Given information —
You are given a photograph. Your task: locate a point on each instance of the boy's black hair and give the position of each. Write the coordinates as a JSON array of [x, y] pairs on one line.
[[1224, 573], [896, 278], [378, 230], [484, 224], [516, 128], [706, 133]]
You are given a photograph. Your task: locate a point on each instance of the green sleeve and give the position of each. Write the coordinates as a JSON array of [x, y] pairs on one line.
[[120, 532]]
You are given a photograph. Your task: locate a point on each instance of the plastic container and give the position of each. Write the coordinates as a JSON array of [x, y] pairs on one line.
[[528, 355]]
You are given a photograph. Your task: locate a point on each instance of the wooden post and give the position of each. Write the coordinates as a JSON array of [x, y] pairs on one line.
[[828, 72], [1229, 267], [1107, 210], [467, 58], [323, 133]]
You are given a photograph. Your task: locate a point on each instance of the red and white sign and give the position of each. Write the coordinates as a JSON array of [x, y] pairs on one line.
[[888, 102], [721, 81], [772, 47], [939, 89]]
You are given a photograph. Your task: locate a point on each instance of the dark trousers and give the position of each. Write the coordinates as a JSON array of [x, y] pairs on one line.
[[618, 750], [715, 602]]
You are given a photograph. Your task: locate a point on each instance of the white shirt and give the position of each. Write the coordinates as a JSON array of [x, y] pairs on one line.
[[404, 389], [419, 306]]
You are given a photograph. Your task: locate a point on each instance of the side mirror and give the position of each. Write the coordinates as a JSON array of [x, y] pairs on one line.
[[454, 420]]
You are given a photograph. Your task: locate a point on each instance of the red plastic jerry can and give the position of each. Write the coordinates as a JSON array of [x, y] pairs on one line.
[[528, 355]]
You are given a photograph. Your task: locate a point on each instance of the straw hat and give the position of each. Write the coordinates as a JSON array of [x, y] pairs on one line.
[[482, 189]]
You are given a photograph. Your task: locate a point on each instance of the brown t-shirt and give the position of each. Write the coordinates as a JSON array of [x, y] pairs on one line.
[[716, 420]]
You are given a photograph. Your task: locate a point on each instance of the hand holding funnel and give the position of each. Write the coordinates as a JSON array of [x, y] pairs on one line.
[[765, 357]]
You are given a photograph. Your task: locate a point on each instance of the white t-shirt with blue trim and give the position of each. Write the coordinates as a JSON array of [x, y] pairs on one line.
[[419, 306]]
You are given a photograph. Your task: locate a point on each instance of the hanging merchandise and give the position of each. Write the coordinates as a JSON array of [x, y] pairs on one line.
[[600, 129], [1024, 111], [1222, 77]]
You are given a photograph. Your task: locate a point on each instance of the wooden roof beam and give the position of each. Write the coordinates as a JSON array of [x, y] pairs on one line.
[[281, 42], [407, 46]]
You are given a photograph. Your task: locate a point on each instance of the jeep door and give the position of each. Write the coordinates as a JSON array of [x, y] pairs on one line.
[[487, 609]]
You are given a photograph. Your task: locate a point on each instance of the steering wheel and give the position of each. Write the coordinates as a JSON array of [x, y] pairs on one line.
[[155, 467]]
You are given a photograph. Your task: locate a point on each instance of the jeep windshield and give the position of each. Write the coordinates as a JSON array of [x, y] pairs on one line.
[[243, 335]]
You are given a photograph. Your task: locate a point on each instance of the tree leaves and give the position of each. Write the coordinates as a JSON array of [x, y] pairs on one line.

Exercise details — Nothing in the listing may be changed; retype it all exactly.

Exercise response —
You are given a photograph. Your task: locate a point on each instance of the boy's black hair and give the position of each. Write the coordinates as a JSON array of [x, y] pairs on one line.
[[1224, 573], [896, 278], [378, 230], [484, 224], [516, 128], [706, 133]]
You are given a photograph. Your task: locate a point on each instance of the green sleeve and give the position of each. Write the coordinates as a JSON array of [x, y] pairs on one line.
[[120, 532]]
You are given a photograph. Your task: locate a point on each instance of the plastic container and give the position of each. Write the coordinates as a JSON array of [x, y] pairs on one line.
[[528, 355]]
You are given a photograph. Your task: locate a point on each instance of the wooden post and give the position of each. Write the coordinates as a JSON array of [x, y] pairs on one line.
[[828, 72], [1229, 267], [1107, 210], [467, 58], [323, 133]]
You are given a photograph. Your task: locate a point on each instance of the red and white sign and give the position of each. Write the coordinates as a JSON array of [x, y] pairs on one line.
[[888, 102], [721, 81], [772, 47], [939, 89]]
You are given a photograph. Your task: locate a point on each instance of the dark trousers and give the position of each. Write the coordinates as a JSON array of [x, y] pairs on one line.
[[618, 750], [715, 602]]
You are given a photograph. Your task: locate a point on each instance of the white shirt and give the position of each. Write the coordinates as a JSON array of [x, y] pairs on one line.
[[404, 389], [419, 306]]
You are given a photograph. Your task: locate a point on each instance of the side mirror and give the position of each. Write the coordinates as a JSON array of [x, y] pairs on one line.
[[454, 420]]
You are given a photograph. Your task: locate a point on each instance of the red plastic jerry can and give the position of each. Write the coordinates as a JSON array of [x, y] pairs on one line.
[[528, 355]]
You are given a photograph. Your task: locate a point on each instance of the straw hat and give the position of each. Write the coordinates as a JSON array of [x, y] pairs on one line.
[[482, 189]]
You are given a photograph. Your task: locate a point on each instance of the brown t-shirt and give the position of each. Write the coordinates as a JSON array of [x, y] pairs on one line.
[[716, 420]]
You are given a photograph. Your task: locate a point on each instance of the hand holding funnel and give the position of each. Write the coordinates as a JSON array of [x, y] pairs on one line.
[[765, 357]]
You are given a photograph. Your task: locate a point on each instance of the white t-shirt with blue trim and give the position of each. Write the coordinates as a JSON array of [x, y] pairs on one line.
[[419, 306]]
You are given a photograph. Your task: locate a point on each instance of the hanging merchandise and give the position of each. Write the coordinates as a JSON array of [x, y] pairs on one line.
[[600, 129], [1024, 111], [1222, 77]]
You are given a photograph. Your task: locate a point on each instance of the wooden roof beam and give the position of each. Write the coordinates as a JSON array of [x, y] pairs on one line.
[[281, 42], [407, 46]]
You are given a photograph. Your task: locate a point on each instance of the jeep door and give the position of each. Write the coordinates as a JSON array of [x, y] pairs on one line.
[[487, 609]]
You are given a photograph. Your task: locate a point on each instance of the steering wheel and give the position of each. Write the coordinates as a JSON array of [x, y] pairs on one line.
[[155, 467]]
You are given a photograph. Your task: locate a point on each instance of the jeep windshield and give the position of each. Write the coordinates as a JSON array of [x, y] pairs on one line.
[[243, 335]]
You are given a photograph. Your task: locate a point on each instance of the tree leaves and give the position of each. Write the coordinates as a JSON array of [x, y] pairs on one line.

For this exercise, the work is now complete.